WRITTEN INSTRUCTION 1> Write out, word for word, the part of the Turkish coffee passage that begins with the words containing "These days I" and ends with "give it a try.".
>> Start EXTRACT PROVIDED
These days I prepare Turkish coffee in the morning, which tastes much better than my ordinary coffee, and is easier to make because only the Cezve (Turkish coffee brewing pot with a long handle) needs to be rinsed out to make it ready for brewing again.
I had been making coffee with a Vietnamese Phin drip coffee maker, but cleanup is a bit of a hassle afterwards, and so when I saw a YouTube video about Turkish coffee, I had to give it a try.
To make Turkish coffee, you do need to buy a coffee bean grinder that can grind the beans as fine as flour. This is important, because when the coffee beans are so fine, then when hot water is added, it almost brews instantly, though you should let it sit for five minutes just to make it taste more full-bodied. Coffee grinders are very affordable these days, and you only need to make sure you spin the adjuster to its finest setting, and you’re ready to go.
>> End EXTRACT PROVIDED
>> Start EXTRACTED ENTRIES
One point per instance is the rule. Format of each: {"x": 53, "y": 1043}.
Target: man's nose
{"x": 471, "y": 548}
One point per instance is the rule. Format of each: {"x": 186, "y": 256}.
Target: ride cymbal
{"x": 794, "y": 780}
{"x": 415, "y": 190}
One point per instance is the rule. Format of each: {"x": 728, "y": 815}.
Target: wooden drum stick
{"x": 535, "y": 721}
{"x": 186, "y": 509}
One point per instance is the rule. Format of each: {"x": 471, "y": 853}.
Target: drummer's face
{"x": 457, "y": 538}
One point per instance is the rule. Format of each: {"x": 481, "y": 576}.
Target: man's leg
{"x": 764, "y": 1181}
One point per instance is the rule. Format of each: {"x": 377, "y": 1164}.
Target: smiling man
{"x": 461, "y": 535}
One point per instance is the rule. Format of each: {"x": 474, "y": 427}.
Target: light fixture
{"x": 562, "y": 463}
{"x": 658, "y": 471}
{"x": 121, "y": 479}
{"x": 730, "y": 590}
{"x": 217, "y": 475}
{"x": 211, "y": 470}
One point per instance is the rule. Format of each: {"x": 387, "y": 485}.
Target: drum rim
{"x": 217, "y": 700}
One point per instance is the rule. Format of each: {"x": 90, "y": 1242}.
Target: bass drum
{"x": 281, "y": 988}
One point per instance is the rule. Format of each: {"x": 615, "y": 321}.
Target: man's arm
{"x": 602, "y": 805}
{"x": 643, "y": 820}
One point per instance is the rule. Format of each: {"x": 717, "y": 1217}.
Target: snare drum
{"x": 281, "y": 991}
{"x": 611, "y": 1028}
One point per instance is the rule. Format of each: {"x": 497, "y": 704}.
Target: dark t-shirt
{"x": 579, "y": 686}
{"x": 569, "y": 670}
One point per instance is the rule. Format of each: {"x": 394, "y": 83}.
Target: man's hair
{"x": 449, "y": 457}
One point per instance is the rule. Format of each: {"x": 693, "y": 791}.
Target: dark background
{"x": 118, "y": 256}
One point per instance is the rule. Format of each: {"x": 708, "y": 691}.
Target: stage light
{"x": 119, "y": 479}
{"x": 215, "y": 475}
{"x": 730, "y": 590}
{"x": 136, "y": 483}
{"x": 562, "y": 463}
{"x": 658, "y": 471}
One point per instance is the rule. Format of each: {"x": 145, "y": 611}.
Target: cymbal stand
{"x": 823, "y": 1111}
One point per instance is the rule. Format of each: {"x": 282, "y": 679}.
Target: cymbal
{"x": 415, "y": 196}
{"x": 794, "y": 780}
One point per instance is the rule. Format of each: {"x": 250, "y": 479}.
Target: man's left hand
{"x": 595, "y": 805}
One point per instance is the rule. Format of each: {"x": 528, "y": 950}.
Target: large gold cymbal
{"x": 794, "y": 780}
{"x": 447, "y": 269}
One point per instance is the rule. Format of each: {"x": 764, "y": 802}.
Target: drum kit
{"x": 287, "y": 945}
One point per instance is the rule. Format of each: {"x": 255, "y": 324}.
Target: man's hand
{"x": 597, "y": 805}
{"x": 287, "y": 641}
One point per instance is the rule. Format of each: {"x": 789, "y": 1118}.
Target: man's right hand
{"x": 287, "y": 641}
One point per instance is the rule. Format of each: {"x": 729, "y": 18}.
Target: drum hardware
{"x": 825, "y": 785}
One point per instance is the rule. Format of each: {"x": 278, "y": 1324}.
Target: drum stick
>> End EXTRACTED ENTRIES
WRITTEN INSTRUCTION 2> Collect every line of the records that contains the string "cymbal", with case counting.

COMPLETE ANSWER 1>
These days I prepare Turkish coffee in the morning, which tastes much better than my ordinary coffee, and is easier to make because only the Cezve (Turkish coffee brewing pot with a long handle) needs to be rinsed out to make it ready for brewing again.
I had been making coffee with a Vietnamese Phin drip coffee maker, but cleanup is a bit of a hassle afterwards, and so when I saw a YouTube video about Turkish coffee, I had to give it a try.

COMPLETE ANSWER 2>
Target: ride cymbal
Target: cymbal stand
Target: cymbal
Target: large gold cymbal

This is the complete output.